-------- Data

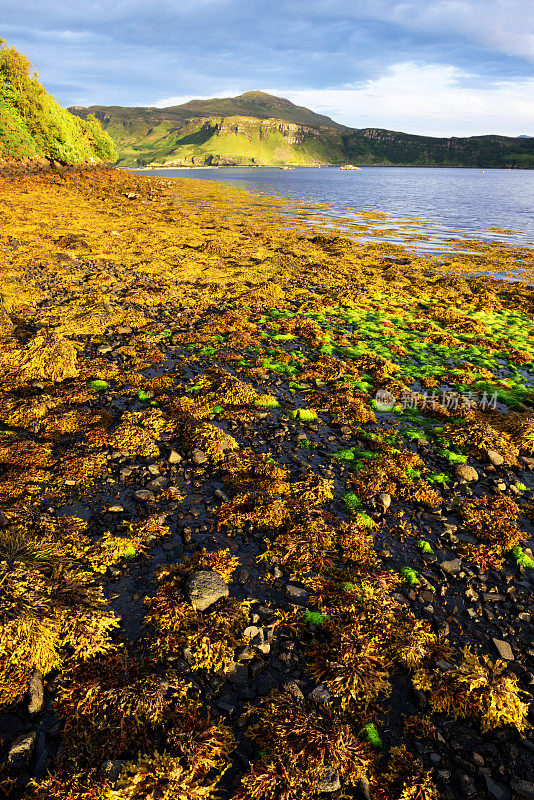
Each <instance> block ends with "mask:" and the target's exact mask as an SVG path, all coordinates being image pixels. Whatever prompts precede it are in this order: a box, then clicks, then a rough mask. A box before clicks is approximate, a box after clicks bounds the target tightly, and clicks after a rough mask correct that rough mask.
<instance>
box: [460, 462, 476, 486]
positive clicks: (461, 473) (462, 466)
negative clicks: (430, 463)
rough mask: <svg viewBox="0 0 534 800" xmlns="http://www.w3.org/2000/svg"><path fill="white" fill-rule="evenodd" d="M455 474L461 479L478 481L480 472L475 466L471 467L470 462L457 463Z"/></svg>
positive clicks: (467, 481)
mask: <svg viewBox="0 0 534 800" xmlns="http://www.w3.org/2000/svg"><path fill="white" fill-rule="evenodd" d="M454 474H455V475H456V477H457V478H458V479H459V480H461V481H467V483H472V482H475V481H478V472H477V471H476V469H475V468H474V467H470V466H469V464H457V465H456V467H455V469H454Z"/></svg>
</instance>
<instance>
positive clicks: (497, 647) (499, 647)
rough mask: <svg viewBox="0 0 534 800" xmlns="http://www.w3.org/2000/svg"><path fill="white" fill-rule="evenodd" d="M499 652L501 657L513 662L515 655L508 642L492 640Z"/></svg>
mask: <svg viewBox="0 0 534 800" xmlns="http://www.w3.org/2000/svg"><path fill="white" fill-rule="evenodd" d="M491 641H492V642H493V644H494V645H495V647H496V648H497V650H498V651H499V655H500V657H501V658H503V659H504V660H505V661H513V660H514V654H513V653H512V648H511V647H510V644H509V643H508V642H504V641H503V640H502V639H492V640H491Z"/></svg>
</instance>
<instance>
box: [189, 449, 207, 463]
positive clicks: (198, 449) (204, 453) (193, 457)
mask: <svg viewBox="0 0 534 800" xmlns="http://www.w3.org/2000/svg"><path fill="white" fill-rule="evenodd" d="M207 460H208V457H207V455H206V453H204V452H202V450H199V449H198V447H197V448H195V450H192V451H191V461H192V462H193V464H196V465H197V467H199V466H200V465H201V464H205V463H206V461H207Z"/></svg>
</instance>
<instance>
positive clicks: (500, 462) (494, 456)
mask: <svg viewBox="0 0 534 800" xmlns="http://www.w3.org/2000/svg"><path fill="white" fill-rule="evenodd" d="M486 458H487V459H488V461H489V462H490V464H493V466H494V467H500V466H501V465H502V464H504V456H501V454H500V453H498V452H497V450H486Z"/></svg>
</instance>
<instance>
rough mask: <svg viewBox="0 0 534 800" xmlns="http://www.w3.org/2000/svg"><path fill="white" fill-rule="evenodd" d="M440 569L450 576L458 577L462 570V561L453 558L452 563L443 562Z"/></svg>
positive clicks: (440, 566) (455, 558)
mask: <svg viewBox="0 0 534 800" xmlns="http://www.w3.org/2000/svg"><path fill="white" fill-rule="evenodd" d="M440 567H441V569H442V570H443V571H444V572H446V573H447V574H448V575H457V574H458V573H459V572H460V570H461V568H462V561H461V559H459V558H453V559H452V560H451V561H442V562H441V564H440Z"/></svg>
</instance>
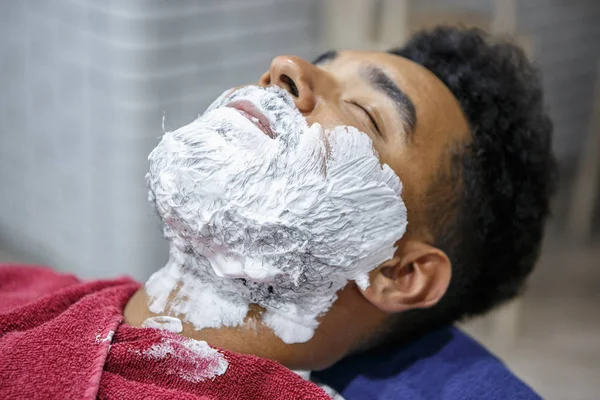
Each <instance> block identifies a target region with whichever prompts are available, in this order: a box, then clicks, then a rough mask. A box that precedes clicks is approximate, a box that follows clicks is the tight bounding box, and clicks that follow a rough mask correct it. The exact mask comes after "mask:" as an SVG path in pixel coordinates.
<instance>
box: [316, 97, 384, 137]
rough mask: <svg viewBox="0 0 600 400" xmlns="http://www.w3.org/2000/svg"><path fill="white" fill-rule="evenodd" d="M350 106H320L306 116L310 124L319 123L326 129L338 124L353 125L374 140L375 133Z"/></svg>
mask: <svg viewBox="0 0 600 400" xmlns="http://www.w3.org/2000/svg"><path fill="white" fill-rule="evenodd" d="M350 107H351V106H349V107H348V108H342V107H335V106H332V105H326V106H325V105H323V106H318V107H317V108H316V109H315V110H314V111H313V112H312V113H311V114H310V115H308V116H306V121H307V122H308V124H309V125H312V124H314V123H315V122H317V123H319V124H320V125H321V126H322V127H323V128H325V129H332V128H335V127H337V126H353V127H355V128H356V129H358V130H359V131H361V132H365V133H367V134H368V135H369V137H370V138H371V139H373V140H374V135H373V134H372V133H371V131H370V128H369V126H368V125H366V123H365V122H364V121H362V120H361V119H360V118H358V117H357V115H356V113H354V112H352V110H350V109H349V108H350Z"/></svg>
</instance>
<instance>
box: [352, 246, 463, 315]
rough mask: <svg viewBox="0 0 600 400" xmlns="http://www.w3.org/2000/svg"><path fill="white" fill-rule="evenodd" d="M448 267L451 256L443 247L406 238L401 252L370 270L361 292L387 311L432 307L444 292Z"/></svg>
mask: <svg viewBox="0 0 600 400" xmlns="http://www.w3.org/2000/svg"><path fill="white" fill-rule="evenodd" d="M451 270H452V268H451V264H450V260H449V259H448V256H447V255H446V254H445V253H444V252H443V251H442V250H440V249H438V248H436V247H434V246H432V245H429V244H427V243H423V242H416V241H414V242H411V241H409V242H407V243H406V244H405V246H404V247H403V251H402V255H399V256H396V257H394V258H392V259H391V260H389V261H387V262H385V263H384V264H382V265H381V266H380V267H379V268H377V269H375V270H374V271H372V272H371V274H370V281H371V282H370V286H369V287H368V288H367V289H366V290H364V291H362V294H363V296H365V298H366V299H367V300H369V301H370V302H371V303H373V305H375V306H376V307H377V308H379V309H380V310H382V311H385V312H388V313H397V312H402V311H406V310H410V309H414V308H428V307H432V306H434V305H435V304H437V302H438V301H439V300H440V299H441V298H442V296H443V295H444V294H445V293H446V290H447V289H448V285H449V284H450V278H451V274H452V272H451Z"/></svg>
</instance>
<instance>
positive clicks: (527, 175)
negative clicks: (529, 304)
mask: <svg viewBox="0 0 600 400" xmlns="http://www.w3.org/2000/svg"><path fill="white" fill-rule="evenodd" d="M389 52H390V53H392V54H396V55H399V56H402V57H405V58H407V59H410V60H412V61H414V62H416V63H418V64H420V65H422V66H423V67H425V68H427V69H428V70H430V71H431V72H433V73H434V74H435V75H436V76H437V77H438V78H439V79H440V80H441V81H442V82H443V83H444V84H445V85H446V86H447V87H448V88H449V89H450V91H451V92H452V93H453V94H454V96H455V97H456V98H457V99H458V102H459V103H460V105H461V107H462V110H463V112H464V114H465V116H466V118H467V120H468V122H469V126H470V129H471V134H472V139H471V141H470V143H467V144H465V145H464V146H463V147H462V148H461V149H459V150H458V151H456V154H455V155H454V157H451V159H452V160H453V161H451V164H452V167H451V169H452V170H453V172H452V173H451V176H453V177H455V179H448V176H444V177H443V178H441V179H439V180H438V181H437V182H435V183H434V184H433V185H432V190H434V189H433V188H434V187H436V186H437V187H439V185H443V184H444V182H446V184H450V185H452V187H451V188H449V189H451V190H452V192H453V195H452V196H453V201H450V202H448V201H444V202H443V203H444V204H446V206H444V204H440V203H442V202H439V201H438V202H434V203H437V204H432V206H431V207H430V215H433V216H434V218H431V220H432V221H448V222H447V223H443V224H442V226H436V227H433V228H434V232H436V236H437V239H436V243H435V244H436V246H438V247H439V248H440V249H442V250H444V251H445V252H446V253H447V255H448V256H449V258H450V260H451V261H452V274H453V276H452V280H451V283H450V286H449V288H448V291H447V293H446V294H445V295H444V297H443V298H442V299H441V301H440V302H439V303H438V304H437V305H436V306H435V307H432V308H431V309H429V310H421V311H415V312H412V314H413V315H412V316H413V317H416V318H418V320H419V322H420V326H421V329H431V328H432V327H434V326H439V325H441V324H447V323H452V322H455V321H457V320H461V319H464V318H466V317H470V316H475V315H479V314H482V313H485V312H487V311H488V310H490V309H491V308H493V307H494V306H496V305H499V304H501V303H503V302H504V301H506V300H509V299H512V298H514V297H515V296H516V295H518V294H519V293H520V292H521V290H522V288H523V285H524V282H525V279H526V277H527V276H528V275H529V274H530V273H531V271H532V269H533V267H534V264H535V263H536V261H537V258H538V255H539V251H540V246H541V241H542V236H543V231H544V225H545V222H546V220H547V217H548V216H549V212H550V200H551V197H552V195H553V193H554V191H555V186H556V181H557V176H556V175H557V168H556V161H555V158H554V156H553V153H552V123H551V121H550V118H549V117H548V115H547V113H546V111H545V109H544V103H543V95H542V87H541V81H540V76H539V73H538V71H537V69H536V68H534V67H533V66H532V64H531V63H530V62H529V61H528V60H527V57H526V56H525V54H524V52H523V50H522V49H520V48H519V47H517V46H516V45H514V44H512V43H511V42H510V41H508V40H504V39H500V38H494V37H492V36H491V35H489V34H487V33H485V32H483V31H482V30H479V29H474V28H463V27H447V26H444V27H438V28H436V29H434V30H431V31H423V32H420V33H417V34H415V35H414V36H412V37H411V38H410V39H409V41H408V42H407V44H406V45H405V46H404V47H402V48H397V49H393V50H390V51H389ZM435 190H439V189H435ZM442 214H443V215H442ZM436 215H438V217H435V216H436ZM448 216H451V217H450V218H449V217H448ZM406 322H407V320H406V318H403V323H404V324H405V323H406Z"/></svg>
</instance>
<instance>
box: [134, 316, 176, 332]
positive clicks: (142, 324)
mask: <svg viewBox="0 0 600 400" xmlns="http://www.w3.org/2000/svg"><path fill="white" fill-rule="evenodd" d="M142 327H144V328H154V329H162V330H164V331H169V332H175V333H181V332H182V331H183V324H182V323H181V320H180V319H179V318H174V317H168V316H166V315H161V316H158V317H152V318H148V319H146V320H145V321H144V322H142Z"/></svg>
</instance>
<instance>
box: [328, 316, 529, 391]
mask: <svg viewBox="0 0 600 400" xmlns="http://www.w3.org/2000/svg"><path fill="white" fill-rule="evenodd" d="M318 377H319V379H321V380H322V381H323V382H325V383H327V384H329V385H330V386H332V387H333V388H334V389H336V390H338V391H340V392H341V393H342V395H343V396H344V397H345V398H347V399H352V398H361V396H364V395H365V394H368V395H369V396H370V397H371V398H380V399H387V398H398V397H402V396H404V397H406V398H412V399H444V400H457V399H461V400H462V399H507V398H509V399H523V400H525V399H527V400H529V399H539V398H540V397H539V396H538V395H537V394H536V393H535V392H534V391H533V390H532V389H531V388H530V387H529V386H527V385H526V384H525V383H524V382H522V381H521V380H520V379H519V378H517V377H516V376H515V375H514V374H513V373H512V372H511V371H510V370H509V369H508V368H507V367H506V365H504V364H503V363H502V362H501V361H500V360H499V359H498V358H496V357H495V356H494V355H492V354H491V353H490V352H489V351H488V350H486V349H485V348H484V347H483V346H481V345H480V344H479V343H477V342H476V341H475V340H474V339H472V338H471V337H469V336H468V335H466V334H465V333H463V332H462V331H460V330H459V329H456V328H453V327H445V328H442V329H438V330H435V331H432V332H430V333H429V334H427V335H424V336H422V337H421V338H419V339H417V340H415V341H413V342H411V343H409V344H407V345H404V346H401V347H395V348H385V349H381V350H376V351H370V352H367V353H363V354H359V355H356V356H352V357H349V358H347V359H344V360H342V361H340V362H339V363H338V364H336V365H334V366H333V367H331V368H330V369H328V370H326V371H322V372H320V373H319V374H318Z"/></svg>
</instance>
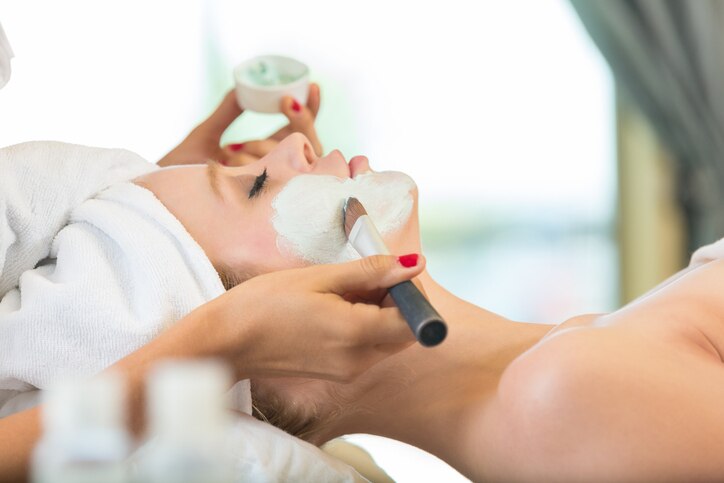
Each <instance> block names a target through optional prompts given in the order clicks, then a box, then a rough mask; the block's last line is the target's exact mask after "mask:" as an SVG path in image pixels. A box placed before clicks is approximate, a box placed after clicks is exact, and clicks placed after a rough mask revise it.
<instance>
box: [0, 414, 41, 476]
mask: <svg viewBox="0 0 724 483" xmlns="http://www.w3.org/2000/svg"><path fill="white" fill-rule="evenodd" d="M39 437H40V409H39V408H33V409H28V410H27V411H23V412H20V413H17V414H13V415H12V416H8V417H5V418H2V419H0V482H3V483H4V482H11V481H12V482H15V481H26V480H27V479H28V476H29V475H28V470H29V468H30V456H31V455H32V452H33V447H34V446H35V442H36V441H37V440H38V438H39Z"/></svg>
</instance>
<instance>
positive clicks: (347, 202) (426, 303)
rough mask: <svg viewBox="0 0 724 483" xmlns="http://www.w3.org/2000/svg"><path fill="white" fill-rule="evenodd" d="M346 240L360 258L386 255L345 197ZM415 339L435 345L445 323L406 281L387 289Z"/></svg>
mask: <svg viewBox="0 0 724 483" xmlns="http://www.w3.org/2000/svg"><path fill="white" fill-rule="evenodd" d="M342 220H343V223H344V231H345V233H346V234H347V239H348V240H349V241H350V243H351V244H352V246H353V247H354V248H355V250H357V252H358V253H359V254H360V255H361V256H363V257H369V256H371V255H389V254H390V252H389V250H388V249H387V246H385V242H384V241H383V240H382V237H381V236H380V233H379V232H378V231H377V228H376V227H375V225H374V223H372V219H371V218H370V216H369V215H368V214H367V211H366V210H365V208H364V206H362V203H360V201H359V200H358V199H357V198H352V197H350V198H347V200H346V201H345V202H344V207H343V208H342ZM388 291H389V293H390V296H392V300H394V301H395V304H396V305H397V307H398V308H399V309H400V312H401V313H402V316H403V317H404V318H405V320H406V321H407V325H409V326H410V329H412V333H413V334H415V338H416V339H417V340H418V342H420V344H422V345H424V346H426V347H432V346H435V345H438V344H439V343H440V342H442V341H443V340H444V339H445V336H446V335H447V325H446V324H445V321H444V320H443V319H442V317H440V314H438V313H437V311H436V310H435V308H434V307H433V306H432V305H431V304H430V302H429V301H428V300H427V299H426V298H425V296H424V295H422V292H420V290H419V289H418V288H417V287H416V286H415V284H414V283H412V282H410V281H409V280H407V281H404V282H402V283H398V284H397V285H394V286H392V287H390V288H389V290H388Z"/></svg>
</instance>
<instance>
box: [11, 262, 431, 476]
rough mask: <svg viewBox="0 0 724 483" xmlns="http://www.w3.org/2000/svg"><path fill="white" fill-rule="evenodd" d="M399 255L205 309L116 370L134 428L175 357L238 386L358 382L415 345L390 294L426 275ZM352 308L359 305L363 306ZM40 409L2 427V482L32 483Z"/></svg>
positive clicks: (287, 276) (153, 343)
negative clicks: (226, 362) (419, 274)
mask: <svg viewBox="0 0 724 483" xmlns="http://www.w3.org/2000/svg"><path fill="white" fill-rule="evenodd" d="M423 268H424V260H423V259H422V258H420V261H419V263H418V264H417V266H415V267H411V268H405V267H403V266H402V265H400V264H399V262H398V261H397V259H396V258H395V257H393V256H378V257H370V258H365V259H362V260H358V261H355V262H349V263H346V264H340V265H319V266H313V267H308V268H302V269H295V270H286V271H280V272H274V273H270V274H266V275H261V276H259V277H256V278H253V279H251V280H248V281H246V282H244V283H242V284H240V285H238V286H237V287H235V288H233V289H232V290H230V291H228V292H226V293H225V294H224V295H222V296H220V297H218V298H217V299H215V300H213V301H211V302H209V303H207V304H205V305H203V306H201V307H199V308H198V309H196V310H195V311H193V312H191V313H190V314H189V315H187V316H186V317H184V318H183V319H181V320H180V321H179V322H177V323H176V324H175V325H174V326H172V327H171V328H170V329H168V330H167V331H165V332H163V333H162V334H161V335H159V336H158V337H157V338H156V339H154V340H153V341H151V342H150V343H149V344H147V345H145V346H144V347H142V348H140V349H139V350H137V351H136V352H134V353H132V354H130V355H128V356H127V357H125V358H124V359H122V360H120V361H119V362H117V363H116V364H115V365H113V366H112V367H111V368H110V369H109V370H115V371H117V372H120V373H121V374H123V375H124V376H125V377H126V379H127V383H128V387H129V395H130V398H129V400H130V402H131V420H132V427H133V429H134V430H135V431H137V432H140V431H141V429H142V427H143V385H144V380H145V376H146V374H147V372H148V371H149V369H150V368H151V367H152V366H153V365H154V364H155V363H156V362H158V361H160V360H162V359H167V358H208V357H214V358H220V359H222V360H224V361H226V362H228V363H229V364H230V365H231V366H232V367H233V368H234V370H235V375H236V377H237V379H246V378H251V377H259V376H267V377H268V376H304V377H317V378H325V379H331V380H337V381H349V380H352V379H354V378H355V377H356V376H357V375H359V374H361V373H362V372H363V371H364V370H366V369H367V368H369V367H370V366H372V365H373V364H375V363H376V362H378V361H380V360H382V359H383V358H385V357H387V356H388V355H390V354H393V353H395V352H397V351H399V350H401V349H403V348H404V347H406V346H408V345H409V344H411V343H412V342H414V338H413V336H412V334H411V332H410V330H409V329H408V327H407V324H405V321H404V319H402V317H401V316H400V314H399V312H398V310H397V309H396V308H394V307H380V305H378V303H380V302H381V300H382V298H383V297H384V295H385V293H386V288H387V287H390V286H392V285H395V284H397V283H399V282H401V281H404V280H408V279H410V278H413V277H415V276H417V275H419V274H420V272H422V270H423ZM349 300H355V301H356V303H353V302H350V301H349ZM40 432H41V428H40V410H39V409H38V408H34V409H30V410H27V411H24V412H21V413H17V414H14V415H12V416H8V417H6V418H4V419H0V481H3V482H4V481H24V480H25V479H26V478H27V471H28V465H29V461H30V456H31V454H32V450H33V446H34V445H35V442H36V441H37V440H38V438H39V437H40Z"/></svg>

----------------

The required output is the stretch of entries above from the line containing "255L205 309L116 370L134" through the line containing "positive clicks: (287, 276) (153, 343)", reproduced exactly.

rough mask: <svg viewBox="0 0 724 483" xmlns="http://www.w3.org/2000/svg"><path fill="white" fill-rule="evenodd" d="M399 255L205 309L116 370L134 428L175 357L238 386L358 382L415 345L390 294L426 275ZM352 308L359 305L363 306ZM40 409L2 427V482L32 483Z"/></svg>
positive clicks: (287, 276) (153, 343)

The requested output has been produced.